[EXERCISE BRIEF]: From the records below, copy every line that contains the word "bicycle".

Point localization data
┄┄┄┄┄┄┄┄┄┄┄┄┄┄┄┄┄┄┄┄
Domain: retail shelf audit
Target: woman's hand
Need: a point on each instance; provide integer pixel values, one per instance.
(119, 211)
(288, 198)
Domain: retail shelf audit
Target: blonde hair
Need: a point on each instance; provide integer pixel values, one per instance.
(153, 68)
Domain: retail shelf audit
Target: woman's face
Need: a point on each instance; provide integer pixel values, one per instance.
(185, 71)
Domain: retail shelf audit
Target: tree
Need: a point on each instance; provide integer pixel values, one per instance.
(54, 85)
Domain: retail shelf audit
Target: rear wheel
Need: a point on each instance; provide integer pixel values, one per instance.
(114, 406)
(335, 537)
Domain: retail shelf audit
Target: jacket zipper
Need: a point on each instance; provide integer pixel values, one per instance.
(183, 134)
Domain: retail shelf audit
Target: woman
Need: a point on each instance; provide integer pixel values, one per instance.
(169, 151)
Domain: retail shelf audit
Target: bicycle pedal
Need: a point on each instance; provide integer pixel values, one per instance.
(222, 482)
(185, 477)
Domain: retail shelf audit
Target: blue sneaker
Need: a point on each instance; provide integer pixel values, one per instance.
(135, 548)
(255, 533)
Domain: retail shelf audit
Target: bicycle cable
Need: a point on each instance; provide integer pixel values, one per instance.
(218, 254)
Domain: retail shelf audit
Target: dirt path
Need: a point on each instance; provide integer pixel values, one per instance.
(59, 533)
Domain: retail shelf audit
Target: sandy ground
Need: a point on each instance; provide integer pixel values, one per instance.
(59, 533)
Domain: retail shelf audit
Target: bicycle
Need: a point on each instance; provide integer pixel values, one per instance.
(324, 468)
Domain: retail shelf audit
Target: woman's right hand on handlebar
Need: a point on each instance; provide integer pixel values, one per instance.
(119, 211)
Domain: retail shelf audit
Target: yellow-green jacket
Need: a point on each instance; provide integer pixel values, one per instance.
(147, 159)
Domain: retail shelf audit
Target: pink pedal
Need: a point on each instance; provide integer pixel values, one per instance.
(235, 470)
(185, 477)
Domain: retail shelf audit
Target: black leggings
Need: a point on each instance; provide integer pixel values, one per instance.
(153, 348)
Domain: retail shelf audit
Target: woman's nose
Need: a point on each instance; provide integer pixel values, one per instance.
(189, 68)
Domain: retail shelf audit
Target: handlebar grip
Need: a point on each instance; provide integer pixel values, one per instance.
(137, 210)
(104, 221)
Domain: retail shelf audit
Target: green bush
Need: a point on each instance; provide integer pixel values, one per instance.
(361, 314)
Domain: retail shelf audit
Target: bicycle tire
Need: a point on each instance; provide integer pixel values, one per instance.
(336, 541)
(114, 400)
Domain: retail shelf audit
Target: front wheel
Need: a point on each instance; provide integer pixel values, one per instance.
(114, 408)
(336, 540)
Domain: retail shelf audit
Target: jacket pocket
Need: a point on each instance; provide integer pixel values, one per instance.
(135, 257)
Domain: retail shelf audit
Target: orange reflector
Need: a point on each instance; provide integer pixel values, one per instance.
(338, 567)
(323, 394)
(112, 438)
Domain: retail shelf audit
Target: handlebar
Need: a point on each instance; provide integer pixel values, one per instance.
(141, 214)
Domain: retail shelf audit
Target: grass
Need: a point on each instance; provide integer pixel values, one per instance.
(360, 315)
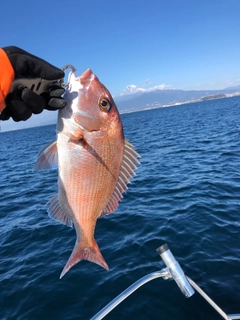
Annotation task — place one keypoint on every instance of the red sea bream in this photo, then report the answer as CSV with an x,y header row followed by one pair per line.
x,y
94,161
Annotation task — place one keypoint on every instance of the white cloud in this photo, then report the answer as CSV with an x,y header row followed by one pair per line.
x,y
131,89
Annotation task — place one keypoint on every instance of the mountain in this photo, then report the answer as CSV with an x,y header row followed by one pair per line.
x,y
139,100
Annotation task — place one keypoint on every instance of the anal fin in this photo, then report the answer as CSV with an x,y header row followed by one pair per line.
x,y
55,211
129,166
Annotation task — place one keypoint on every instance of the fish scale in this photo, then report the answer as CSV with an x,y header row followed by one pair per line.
x,y
95,163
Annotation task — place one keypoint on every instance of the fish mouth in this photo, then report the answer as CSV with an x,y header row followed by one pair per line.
x,y
87,77
86,121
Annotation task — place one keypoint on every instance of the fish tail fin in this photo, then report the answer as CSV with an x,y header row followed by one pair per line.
x,y
85,252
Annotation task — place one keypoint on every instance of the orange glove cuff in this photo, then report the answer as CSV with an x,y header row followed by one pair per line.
x,y
6,77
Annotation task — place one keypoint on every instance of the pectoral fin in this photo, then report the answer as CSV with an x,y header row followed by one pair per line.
x,y
47,157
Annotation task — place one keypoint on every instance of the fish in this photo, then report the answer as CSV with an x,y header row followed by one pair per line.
x,y
95,163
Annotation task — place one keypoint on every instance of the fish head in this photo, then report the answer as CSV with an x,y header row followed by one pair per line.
x,y
93,109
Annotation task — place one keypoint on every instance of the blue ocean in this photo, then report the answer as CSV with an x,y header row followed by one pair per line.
x,y
186,194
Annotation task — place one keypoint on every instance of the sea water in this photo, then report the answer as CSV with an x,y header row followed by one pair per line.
x,y
186,193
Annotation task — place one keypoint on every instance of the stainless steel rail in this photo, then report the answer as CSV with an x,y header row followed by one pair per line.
x,y
172,271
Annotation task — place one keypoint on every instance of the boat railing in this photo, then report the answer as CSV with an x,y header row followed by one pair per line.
x,y
172,271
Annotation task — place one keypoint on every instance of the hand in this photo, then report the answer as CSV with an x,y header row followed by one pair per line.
x,y
22,102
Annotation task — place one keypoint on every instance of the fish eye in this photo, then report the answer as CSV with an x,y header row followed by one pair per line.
x,y
104,104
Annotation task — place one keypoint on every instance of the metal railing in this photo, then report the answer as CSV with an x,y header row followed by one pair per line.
x,y
172,271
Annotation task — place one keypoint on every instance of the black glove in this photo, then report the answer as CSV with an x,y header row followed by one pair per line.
x,y
22,102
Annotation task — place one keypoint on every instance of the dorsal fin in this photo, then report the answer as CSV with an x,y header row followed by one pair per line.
x,y
129,165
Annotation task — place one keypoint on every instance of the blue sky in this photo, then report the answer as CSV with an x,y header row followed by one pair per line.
x,y
183,44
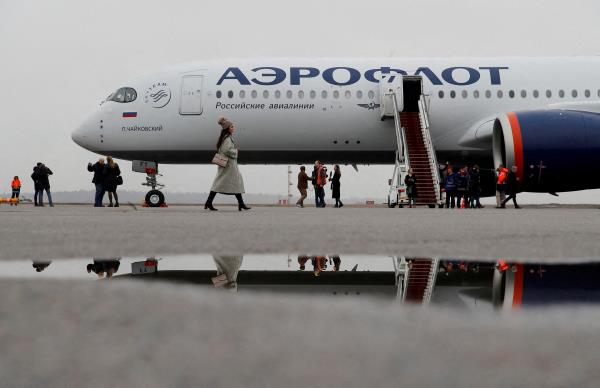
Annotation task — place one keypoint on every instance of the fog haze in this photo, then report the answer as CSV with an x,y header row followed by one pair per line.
x,y
60,58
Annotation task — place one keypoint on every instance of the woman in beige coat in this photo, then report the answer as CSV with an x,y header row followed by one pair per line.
x,y
228,180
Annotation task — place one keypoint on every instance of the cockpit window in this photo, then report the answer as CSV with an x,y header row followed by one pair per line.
x,y
123,95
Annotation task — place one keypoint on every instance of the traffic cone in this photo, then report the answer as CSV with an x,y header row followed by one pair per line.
x,y
502,265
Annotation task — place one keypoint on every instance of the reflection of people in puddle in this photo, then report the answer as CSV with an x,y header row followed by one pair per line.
x,y
302,262
227,270
40,265
104,267
337,262
319,264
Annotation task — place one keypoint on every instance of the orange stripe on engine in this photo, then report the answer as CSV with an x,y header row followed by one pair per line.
x,y
518,291
518,142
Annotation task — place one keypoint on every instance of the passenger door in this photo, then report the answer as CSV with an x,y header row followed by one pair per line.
x,y
190,102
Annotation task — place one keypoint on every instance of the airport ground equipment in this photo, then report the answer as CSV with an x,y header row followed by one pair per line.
x,y
154,197
403,99
415,279
419,279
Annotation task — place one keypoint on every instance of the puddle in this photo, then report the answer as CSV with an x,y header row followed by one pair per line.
x,y
437,282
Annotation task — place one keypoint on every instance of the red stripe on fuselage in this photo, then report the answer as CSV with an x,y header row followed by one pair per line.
x,y
518,143
518,291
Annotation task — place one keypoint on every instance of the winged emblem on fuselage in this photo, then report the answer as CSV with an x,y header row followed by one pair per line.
x,y
369,106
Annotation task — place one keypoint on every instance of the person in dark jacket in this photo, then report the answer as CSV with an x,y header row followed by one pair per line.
x,y
450,187
474,187
335,185
313,179
98,180
462,186
512,187
36,185
410,180
302,186
43,174
320,181
111,180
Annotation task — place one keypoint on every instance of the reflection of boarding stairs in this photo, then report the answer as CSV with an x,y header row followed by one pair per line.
x,y
406,103
416,279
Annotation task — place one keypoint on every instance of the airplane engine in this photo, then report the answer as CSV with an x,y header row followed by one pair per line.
x,y
554,150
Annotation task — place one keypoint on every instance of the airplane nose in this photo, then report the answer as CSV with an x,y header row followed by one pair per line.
x,y
78,136
83,135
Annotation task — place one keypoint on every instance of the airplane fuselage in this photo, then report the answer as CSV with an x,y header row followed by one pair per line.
x,y
297,110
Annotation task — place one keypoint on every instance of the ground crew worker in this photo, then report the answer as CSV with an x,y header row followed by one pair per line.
x,y
16,190
321,178
501,185
450,186
410,180
512,186
302,186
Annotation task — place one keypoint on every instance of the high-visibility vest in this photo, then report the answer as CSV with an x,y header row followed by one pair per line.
x,y
320,177
502,176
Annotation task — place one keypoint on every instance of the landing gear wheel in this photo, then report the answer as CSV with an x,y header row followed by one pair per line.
x,y
155,198
391,204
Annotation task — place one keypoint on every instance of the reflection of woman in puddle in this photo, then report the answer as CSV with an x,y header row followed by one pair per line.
x,y
104,267
39,265
227,270
319,264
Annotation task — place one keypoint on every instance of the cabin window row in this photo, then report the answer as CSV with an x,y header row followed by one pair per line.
x,y
513,93
313,94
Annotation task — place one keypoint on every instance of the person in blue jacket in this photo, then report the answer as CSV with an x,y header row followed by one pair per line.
x,y
450,187
462,188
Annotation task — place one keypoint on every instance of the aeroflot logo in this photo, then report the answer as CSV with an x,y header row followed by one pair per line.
x,y
344,76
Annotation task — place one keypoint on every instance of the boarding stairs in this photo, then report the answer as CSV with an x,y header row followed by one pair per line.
x,y
414,146
415,278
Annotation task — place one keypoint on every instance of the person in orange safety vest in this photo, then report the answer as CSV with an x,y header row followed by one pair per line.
x,y
501,185
16,190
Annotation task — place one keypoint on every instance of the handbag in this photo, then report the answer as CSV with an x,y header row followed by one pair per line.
x,y
220,160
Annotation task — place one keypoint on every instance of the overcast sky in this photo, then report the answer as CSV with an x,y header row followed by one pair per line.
x,y
60,58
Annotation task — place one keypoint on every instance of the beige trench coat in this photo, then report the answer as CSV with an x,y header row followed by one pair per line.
x,y
228,179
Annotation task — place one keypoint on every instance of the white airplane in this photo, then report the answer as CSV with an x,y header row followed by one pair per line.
x,y
540,114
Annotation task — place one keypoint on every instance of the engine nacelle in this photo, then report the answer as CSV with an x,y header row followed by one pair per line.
x,y
554,150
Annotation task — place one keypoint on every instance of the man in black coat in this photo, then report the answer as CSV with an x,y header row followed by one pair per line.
x,y
512,187
35,176
43,179
98,180
475,187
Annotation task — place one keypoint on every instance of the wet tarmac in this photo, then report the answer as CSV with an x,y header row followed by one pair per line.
x,y
256,321
122,297
80,231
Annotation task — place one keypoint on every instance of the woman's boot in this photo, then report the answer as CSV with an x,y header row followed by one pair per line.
x,y
241,204
208,204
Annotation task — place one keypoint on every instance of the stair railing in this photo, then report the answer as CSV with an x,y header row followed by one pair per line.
x,y
423,115
400,136
431,281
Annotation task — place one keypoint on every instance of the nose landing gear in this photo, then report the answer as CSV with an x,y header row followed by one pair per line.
x,y
154,197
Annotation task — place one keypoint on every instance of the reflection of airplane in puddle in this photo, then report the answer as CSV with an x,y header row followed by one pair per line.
x,y
441,282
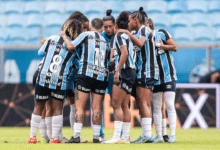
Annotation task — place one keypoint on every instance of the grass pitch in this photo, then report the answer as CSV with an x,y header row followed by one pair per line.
x,y
196,139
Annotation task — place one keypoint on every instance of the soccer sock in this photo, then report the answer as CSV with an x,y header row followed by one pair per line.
x,y
164,126
170,102
77,129
43,128
157,113
126,130
147,126
48,121
56,126
117,128
96,130
72,116
35,123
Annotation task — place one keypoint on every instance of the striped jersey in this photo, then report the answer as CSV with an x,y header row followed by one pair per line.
x,y
57,64
94,59
146,56
122,39
165,60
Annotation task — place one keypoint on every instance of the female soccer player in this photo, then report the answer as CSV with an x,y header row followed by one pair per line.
x,y
124,79
147,70
167,81
52,79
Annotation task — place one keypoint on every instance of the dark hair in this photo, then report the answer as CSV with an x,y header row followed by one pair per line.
x,y
72,28
140,14
78,16
151,23
97,23
109,16
122,20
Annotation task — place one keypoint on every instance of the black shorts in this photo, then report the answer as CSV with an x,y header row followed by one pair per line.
x,y
127,80
70,93
43,93
87,84
146,82
169,86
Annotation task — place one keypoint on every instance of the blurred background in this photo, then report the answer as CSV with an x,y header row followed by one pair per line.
x,y
193,24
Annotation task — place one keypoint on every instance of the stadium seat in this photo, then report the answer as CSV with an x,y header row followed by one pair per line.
x,y
74,6
201,20
180,20
17,36
35,21
156,7
53,20
115,6
52,7
176,7
13,8
197,6
182,35
134,6
94,7
16,21
161,20
34,7
204,34
214,6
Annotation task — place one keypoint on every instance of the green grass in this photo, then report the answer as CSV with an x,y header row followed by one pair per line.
x,y
196,139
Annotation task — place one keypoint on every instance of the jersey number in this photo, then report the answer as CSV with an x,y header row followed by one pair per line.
x,y
55,65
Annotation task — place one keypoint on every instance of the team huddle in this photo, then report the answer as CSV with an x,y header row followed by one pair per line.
x,y
129,58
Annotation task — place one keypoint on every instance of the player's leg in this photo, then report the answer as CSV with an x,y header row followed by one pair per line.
x,y
164,120
169,96
157,114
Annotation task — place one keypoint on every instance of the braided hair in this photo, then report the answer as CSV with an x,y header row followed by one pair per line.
x,y
140,14
109,16
72,28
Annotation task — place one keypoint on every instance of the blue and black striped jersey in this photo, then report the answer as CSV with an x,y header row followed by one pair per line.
x,y
146,56
122,39
165,60
57,63
94,61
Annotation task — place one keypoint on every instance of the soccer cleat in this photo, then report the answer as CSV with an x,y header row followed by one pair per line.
x,y
55,141
112,140
165,138
158,139
74,140
64,139
32,140
83,141
172,139
102,138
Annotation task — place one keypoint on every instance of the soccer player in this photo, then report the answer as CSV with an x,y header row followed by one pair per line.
x,y
167,81
92,76
147,70
124,79
52,78
108,34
┄┄┄┄┄┄┄┄┄┄┄┄┄┄┄┄┄┄┄┄
[OUTPUT FOR THIS EXERCISE]:
Target: bicycle pedal
Target: bicycle cable
Target: bicycle
Target: bicycle tire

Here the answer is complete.